= Tarefa obrigatória 1 =
Localize nas linhas abaixo todas as que contêm a palavra "macadamia" e copie-as. Maiúsculas e minúsculas contam.
########
Nesse período do dia, (considerado de descanso) eu, se o tempo o permitisse, após o almoço era frequente ir até às rochas de Canjadude, que me ajudava a suavizar o desconforto da tensão do passar dos dias, alentando-me a escrever uns aerogramas, cartas, ou outras escritas que para mim eram essenciais. Era neste local de inspiração, expansão e tranquilidade, que eu amenizava a minha paz interior.

Foto n.º 1 > Corceiro numa das rochas do Aquartelamento de Canjadude.

Foto n.º 2 > Corceiro rocha do Aquartelamento de Canjadude. Posto de sentinela.

Foto n.º 3 > Rocha de Canjadude com posto de sentinela Norte/Nascente

Também, neste intervalo de tempo, apreciava sentar-me a ler um livro em cima do abrigo dos graduados, à sombra do embondeiro grande, onde se sentia o fluir duma brisa suave acariciadora e tonificante, que me reconfortava a animosidade para suportar a luta desta “puta” de vida, que aqui levava; por vezes, sentia um sopro denso, abafado e húmido, sufocante; outras vezes uma atmosfera carregada exalando um bafo áspero e cálido, que era peganhoso e melaço, grudava-se ao meu corpo e teimava em não se deixar limpar, mas a obrigação impunha-se e o meu dever era continuar e avançar.

Foto n.º 4 > Corceiro a ler livro em cima do abrigo de graduados

Encontrava amenidade ao ir até à Tabanca, ilusão de porta aberta que me deixava partir para a descoberta da terra da fantasia que eu sonhava, onde alguém por mim esperava. Envolvia-me com o seu povo, a tentar compreender e analisar os seus costumes, vivências e necessidades, que despertavam no meu íntimo, sentimentos consistentes de amizade e solidariedade. Compadecia-me ver aquelas criancinhas desnutridas, calmas e afectuosas, muito “barrigudinhas”, consequência do insuficiente e desapropriado padrão alimentar, associado à escassez de alimentos e à muita fome que por ali abundava, dava bem para compreender a luta pela sobrevivência destes meninos tão ”ventrudozinhos”.

Foto n.º 5 > Corceiro na Tabanca

Foto n.º 6 > Criança “Ventrudozinha” de Canjadude

Apresava-me, se o tempo estivesse nublado, logo de feição, para tirar alguma foto, porque nesta hora com o Sol a incidir na perpendicular e os raios UV na sua maior convergência, não era propício a fotos. (Atender, que estava equipado para auto-foto, pois tinha tripé, máquinas com disparador automático, o enquadramento e focagem fazia por estimativa).
########
= Tarefa obrigatória 2 =
Responda a estas perguntas sobre o texto acima, que fala de Canjadude:
(a) Aonde era frequente ir após o almoço, se o tempo o permitisse?
(b) Em que lugar se lia um livro, e à sombra de quê?
(c) Que equipamento havia para tirar auto-fotos?

[Itens guardados de uma coleção]
########
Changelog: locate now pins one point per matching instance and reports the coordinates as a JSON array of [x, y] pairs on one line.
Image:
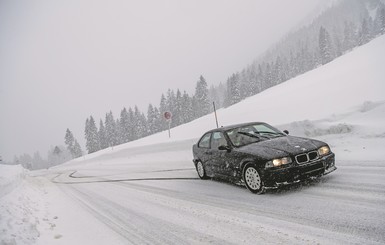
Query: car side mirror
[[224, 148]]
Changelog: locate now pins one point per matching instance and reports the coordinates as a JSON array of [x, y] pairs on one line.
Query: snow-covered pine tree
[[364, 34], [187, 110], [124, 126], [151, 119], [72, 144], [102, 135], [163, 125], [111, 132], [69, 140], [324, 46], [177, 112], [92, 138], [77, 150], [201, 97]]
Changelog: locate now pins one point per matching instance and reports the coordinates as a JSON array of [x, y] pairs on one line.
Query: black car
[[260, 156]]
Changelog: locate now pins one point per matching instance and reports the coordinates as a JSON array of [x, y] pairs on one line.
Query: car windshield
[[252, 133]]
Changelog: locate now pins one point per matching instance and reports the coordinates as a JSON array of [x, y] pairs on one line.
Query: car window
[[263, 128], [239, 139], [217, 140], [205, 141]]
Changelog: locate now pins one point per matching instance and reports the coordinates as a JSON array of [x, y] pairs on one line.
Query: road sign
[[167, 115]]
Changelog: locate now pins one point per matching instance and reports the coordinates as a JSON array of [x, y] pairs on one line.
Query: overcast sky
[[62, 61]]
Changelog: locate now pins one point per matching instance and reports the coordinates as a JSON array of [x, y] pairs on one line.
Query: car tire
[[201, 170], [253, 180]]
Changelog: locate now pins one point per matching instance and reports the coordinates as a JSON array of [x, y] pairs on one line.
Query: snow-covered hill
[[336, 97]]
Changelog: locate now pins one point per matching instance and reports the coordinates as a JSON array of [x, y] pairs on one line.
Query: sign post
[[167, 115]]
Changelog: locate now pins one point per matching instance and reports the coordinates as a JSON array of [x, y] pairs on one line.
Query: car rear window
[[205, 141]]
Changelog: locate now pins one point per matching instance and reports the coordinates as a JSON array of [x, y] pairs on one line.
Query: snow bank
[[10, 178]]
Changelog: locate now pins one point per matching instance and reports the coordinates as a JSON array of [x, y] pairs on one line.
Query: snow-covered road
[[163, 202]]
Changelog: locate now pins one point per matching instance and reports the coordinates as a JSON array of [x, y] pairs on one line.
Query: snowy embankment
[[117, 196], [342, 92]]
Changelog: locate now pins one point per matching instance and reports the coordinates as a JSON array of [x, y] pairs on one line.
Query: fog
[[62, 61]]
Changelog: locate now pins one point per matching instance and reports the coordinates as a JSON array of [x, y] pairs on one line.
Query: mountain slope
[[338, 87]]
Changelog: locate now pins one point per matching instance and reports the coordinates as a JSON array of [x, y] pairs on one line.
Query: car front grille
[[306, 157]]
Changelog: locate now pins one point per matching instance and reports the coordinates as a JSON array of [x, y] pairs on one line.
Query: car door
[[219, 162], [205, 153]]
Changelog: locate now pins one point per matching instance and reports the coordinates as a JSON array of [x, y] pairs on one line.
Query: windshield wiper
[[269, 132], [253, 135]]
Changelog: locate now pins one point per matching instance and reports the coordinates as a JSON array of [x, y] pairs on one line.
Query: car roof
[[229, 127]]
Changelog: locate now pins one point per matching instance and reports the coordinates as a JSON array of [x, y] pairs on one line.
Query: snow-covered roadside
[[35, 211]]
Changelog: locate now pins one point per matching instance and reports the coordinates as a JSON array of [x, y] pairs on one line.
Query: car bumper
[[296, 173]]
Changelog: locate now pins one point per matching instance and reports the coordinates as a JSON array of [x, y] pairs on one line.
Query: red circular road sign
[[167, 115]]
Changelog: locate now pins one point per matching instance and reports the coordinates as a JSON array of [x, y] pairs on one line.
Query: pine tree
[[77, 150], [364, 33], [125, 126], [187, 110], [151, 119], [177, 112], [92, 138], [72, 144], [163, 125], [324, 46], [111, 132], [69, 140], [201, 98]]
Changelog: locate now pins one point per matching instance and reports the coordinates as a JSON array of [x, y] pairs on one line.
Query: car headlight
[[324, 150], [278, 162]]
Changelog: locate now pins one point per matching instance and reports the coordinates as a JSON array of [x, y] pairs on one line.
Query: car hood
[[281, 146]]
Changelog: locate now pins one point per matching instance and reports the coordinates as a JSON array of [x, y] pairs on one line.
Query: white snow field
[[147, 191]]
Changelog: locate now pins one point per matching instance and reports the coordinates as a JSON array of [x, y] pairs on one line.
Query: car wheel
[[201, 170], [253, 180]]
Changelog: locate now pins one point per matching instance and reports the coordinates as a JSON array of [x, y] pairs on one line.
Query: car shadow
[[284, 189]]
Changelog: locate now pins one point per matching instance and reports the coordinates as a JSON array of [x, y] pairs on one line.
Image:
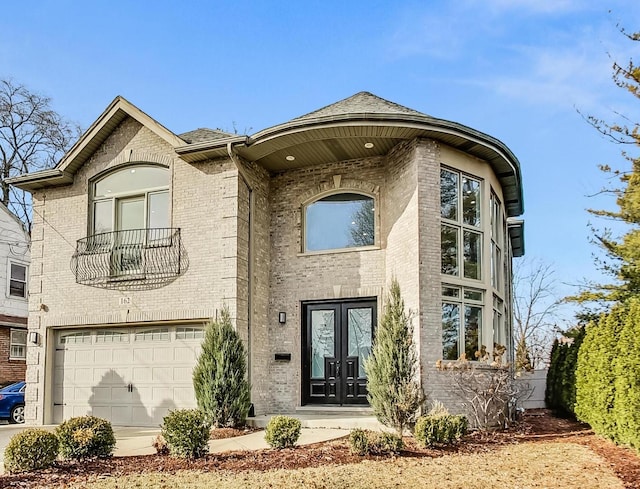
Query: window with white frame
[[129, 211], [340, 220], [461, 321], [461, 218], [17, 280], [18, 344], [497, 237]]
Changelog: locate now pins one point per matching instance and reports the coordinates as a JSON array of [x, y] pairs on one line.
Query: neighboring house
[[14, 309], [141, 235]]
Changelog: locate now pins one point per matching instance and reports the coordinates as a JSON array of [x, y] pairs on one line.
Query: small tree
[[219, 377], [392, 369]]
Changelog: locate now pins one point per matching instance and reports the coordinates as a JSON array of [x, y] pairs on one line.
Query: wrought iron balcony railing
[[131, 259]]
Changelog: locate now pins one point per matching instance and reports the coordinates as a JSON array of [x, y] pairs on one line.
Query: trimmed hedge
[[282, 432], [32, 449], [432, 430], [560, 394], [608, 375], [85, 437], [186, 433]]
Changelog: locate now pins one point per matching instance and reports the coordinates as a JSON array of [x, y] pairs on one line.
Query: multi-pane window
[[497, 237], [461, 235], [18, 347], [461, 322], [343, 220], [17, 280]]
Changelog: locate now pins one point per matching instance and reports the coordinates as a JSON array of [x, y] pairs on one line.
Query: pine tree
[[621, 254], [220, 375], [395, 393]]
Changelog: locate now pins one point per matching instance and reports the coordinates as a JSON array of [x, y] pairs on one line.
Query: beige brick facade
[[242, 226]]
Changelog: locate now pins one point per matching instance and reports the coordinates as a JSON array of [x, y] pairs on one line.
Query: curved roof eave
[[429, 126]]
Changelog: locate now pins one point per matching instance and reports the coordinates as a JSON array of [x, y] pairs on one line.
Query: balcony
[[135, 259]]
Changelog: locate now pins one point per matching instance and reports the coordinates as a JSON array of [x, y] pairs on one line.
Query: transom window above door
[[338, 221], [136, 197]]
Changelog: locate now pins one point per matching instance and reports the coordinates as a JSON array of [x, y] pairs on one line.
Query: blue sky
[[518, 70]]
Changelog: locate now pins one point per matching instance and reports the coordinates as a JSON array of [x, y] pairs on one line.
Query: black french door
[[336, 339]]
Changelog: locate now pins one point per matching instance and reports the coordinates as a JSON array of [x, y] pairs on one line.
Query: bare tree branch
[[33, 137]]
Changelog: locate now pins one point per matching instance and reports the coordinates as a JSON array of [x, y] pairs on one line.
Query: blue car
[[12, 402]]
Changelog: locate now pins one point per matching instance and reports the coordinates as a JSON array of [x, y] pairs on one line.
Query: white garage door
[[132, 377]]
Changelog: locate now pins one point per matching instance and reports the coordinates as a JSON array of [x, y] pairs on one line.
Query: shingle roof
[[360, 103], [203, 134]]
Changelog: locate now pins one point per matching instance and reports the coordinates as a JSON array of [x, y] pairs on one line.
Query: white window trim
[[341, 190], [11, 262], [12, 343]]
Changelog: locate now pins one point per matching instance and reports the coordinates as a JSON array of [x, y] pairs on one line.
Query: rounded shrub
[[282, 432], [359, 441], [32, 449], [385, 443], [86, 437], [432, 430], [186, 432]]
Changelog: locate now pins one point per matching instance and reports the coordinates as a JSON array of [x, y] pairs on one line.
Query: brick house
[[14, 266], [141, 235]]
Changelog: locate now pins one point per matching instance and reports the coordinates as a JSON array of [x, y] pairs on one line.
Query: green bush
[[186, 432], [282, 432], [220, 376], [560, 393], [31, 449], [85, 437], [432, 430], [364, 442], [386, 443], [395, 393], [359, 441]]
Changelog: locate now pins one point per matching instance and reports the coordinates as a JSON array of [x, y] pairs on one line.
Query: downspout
########
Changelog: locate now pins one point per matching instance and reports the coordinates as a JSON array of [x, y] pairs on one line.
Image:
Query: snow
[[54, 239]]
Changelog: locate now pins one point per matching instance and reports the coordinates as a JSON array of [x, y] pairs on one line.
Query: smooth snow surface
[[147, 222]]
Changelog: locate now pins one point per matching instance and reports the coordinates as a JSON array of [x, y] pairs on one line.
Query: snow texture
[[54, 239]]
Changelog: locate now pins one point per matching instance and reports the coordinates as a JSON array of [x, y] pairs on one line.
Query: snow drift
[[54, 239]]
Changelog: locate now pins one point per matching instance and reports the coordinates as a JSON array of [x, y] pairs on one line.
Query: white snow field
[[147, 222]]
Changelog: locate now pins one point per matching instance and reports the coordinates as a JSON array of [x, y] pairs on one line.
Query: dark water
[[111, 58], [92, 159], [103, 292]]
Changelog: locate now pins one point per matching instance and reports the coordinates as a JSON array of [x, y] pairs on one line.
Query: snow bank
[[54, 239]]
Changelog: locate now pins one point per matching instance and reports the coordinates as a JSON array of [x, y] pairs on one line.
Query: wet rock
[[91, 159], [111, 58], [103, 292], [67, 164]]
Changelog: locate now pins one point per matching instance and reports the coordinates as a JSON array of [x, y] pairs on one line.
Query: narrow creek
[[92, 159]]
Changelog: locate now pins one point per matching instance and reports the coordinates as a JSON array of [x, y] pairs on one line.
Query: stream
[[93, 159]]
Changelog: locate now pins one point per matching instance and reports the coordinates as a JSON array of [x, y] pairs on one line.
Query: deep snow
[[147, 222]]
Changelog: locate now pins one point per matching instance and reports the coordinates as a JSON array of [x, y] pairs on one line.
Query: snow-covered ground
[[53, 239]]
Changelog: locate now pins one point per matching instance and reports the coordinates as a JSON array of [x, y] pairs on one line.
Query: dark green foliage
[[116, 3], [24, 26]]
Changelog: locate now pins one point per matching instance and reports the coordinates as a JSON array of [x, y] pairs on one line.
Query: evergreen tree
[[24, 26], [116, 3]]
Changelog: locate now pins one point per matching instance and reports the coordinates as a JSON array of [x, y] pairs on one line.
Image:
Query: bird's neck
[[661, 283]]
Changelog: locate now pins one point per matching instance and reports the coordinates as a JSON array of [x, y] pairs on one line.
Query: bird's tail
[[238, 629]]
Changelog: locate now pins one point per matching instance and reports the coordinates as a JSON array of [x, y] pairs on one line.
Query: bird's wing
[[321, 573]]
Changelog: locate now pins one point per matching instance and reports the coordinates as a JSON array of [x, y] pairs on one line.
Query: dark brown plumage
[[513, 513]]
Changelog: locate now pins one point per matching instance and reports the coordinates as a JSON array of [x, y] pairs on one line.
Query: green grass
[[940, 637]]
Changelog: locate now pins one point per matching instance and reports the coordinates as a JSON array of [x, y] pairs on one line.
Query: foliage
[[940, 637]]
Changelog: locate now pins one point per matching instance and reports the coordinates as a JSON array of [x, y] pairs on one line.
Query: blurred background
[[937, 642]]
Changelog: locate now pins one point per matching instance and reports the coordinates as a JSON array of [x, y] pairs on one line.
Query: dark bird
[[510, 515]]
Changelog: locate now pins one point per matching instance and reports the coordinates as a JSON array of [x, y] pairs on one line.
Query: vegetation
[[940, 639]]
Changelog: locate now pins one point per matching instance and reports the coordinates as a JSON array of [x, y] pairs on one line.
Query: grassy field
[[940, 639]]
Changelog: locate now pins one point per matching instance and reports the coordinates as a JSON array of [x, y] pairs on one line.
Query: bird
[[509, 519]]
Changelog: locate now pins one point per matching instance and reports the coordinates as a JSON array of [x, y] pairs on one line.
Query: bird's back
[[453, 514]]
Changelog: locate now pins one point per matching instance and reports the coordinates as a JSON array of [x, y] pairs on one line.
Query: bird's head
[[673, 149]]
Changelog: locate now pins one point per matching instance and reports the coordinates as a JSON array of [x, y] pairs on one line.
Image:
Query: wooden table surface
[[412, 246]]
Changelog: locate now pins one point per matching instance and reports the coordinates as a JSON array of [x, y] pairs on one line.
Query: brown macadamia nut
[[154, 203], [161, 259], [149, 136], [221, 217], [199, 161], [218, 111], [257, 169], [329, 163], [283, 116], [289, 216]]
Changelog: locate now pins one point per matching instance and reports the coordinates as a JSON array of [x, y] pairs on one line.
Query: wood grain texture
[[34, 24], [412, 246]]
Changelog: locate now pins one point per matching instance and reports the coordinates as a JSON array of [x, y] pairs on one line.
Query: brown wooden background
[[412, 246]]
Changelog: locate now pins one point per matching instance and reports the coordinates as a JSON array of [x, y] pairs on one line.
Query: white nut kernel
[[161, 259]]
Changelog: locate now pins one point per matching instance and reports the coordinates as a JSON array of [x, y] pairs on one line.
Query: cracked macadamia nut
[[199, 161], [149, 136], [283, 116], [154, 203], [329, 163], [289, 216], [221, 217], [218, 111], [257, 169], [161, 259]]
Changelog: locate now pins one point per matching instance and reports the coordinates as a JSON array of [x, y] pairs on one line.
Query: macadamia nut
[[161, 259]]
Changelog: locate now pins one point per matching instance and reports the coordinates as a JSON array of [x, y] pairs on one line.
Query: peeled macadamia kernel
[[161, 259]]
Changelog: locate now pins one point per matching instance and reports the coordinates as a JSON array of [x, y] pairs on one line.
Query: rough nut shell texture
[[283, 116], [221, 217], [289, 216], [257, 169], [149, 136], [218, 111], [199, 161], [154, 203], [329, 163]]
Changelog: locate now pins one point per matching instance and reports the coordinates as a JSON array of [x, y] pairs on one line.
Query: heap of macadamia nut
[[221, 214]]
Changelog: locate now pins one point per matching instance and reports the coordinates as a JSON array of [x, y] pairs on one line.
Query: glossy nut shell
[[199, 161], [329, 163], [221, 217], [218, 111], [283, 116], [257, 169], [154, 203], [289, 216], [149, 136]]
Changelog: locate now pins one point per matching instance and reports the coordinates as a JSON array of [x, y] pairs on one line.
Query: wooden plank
########
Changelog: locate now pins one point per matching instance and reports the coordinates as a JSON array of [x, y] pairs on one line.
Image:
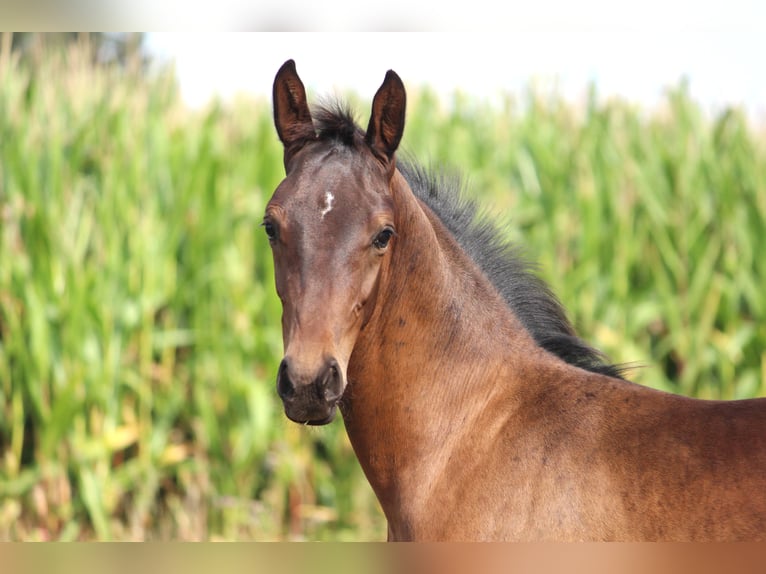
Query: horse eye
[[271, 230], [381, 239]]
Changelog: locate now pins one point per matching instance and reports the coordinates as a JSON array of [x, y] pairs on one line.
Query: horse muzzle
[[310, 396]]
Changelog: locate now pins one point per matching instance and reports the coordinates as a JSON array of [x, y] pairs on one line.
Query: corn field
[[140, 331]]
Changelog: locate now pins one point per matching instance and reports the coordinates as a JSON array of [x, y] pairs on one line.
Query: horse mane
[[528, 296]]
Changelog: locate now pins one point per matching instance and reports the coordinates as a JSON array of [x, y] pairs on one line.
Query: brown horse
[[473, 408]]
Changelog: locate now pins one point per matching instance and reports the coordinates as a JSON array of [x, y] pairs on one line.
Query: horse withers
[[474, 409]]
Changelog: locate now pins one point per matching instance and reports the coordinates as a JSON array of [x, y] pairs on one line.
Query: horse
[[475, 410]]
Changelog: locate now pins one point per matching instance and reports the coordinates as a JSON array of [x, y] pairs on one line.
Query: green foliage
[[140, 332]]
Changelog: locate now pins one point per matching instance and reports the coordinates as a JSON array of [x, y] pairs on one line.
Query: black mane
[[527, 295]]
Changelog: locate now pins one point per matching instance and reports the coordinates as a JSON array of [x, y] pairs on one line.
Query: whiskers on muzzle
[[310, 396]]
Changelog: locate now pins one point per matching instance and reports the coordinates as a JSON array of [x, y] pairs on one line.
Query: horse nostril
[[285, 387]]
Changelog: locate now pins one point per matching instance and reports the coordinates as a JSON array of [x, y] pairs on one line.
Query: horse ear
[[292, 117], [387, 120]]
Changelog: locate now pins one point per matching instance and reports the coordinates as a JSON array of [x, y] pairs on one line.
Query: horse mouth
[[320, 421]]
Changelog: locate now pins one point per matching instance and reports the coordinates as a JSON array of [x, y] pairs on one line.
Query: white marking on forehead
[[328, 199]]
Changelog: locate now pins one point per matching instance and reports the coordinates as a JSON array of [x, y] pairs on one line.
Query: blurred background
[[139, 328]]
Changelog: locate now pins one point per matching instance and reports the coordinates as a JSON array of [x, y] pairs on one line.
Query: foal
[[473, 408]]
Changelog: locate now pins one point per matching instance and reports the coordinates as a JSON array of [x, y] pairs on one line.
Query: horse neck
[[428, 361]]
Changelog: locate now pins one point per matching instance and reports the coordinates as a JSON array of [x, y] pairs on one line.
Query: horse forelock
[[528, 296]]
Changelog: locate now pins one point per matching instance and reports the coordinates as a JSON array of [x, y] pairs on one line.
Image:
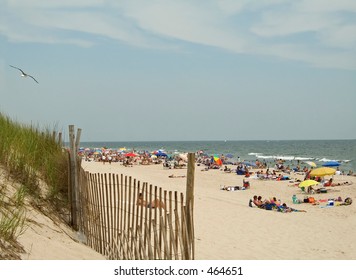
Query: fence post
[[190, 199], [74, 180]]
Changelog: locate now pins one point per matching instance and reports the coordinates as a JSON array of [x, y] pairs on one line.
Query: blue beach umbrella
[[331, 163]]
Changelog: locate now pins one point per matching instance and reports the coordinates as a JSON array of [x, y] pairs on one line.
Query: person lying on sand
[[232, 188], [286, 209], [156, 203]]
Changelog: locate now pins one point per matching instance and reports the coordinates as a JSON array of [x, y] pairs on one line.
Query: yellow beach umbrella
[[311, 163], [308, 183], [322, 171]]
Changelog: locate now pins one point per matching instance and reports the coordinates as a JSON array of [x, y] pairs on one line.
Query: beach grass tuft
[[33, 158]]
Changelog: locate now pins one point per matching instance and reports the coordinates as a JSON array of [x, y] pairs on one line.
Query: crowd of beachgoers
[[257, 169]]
########
= Resposta escrita 1 =
Query: brown macadamia nut
Query: cracked macadamia nut
Query: macadamia nut
Query: peeled macadamia kernel
Query: heap of macadamia nut

= Resposta escrita 2 =
(a) Às rochas de Canjadude.
(b) Em cima do abrigo dos graduados, à sombra do embondeiro grande.
(c) Um tripé e máquinas com disparador automático.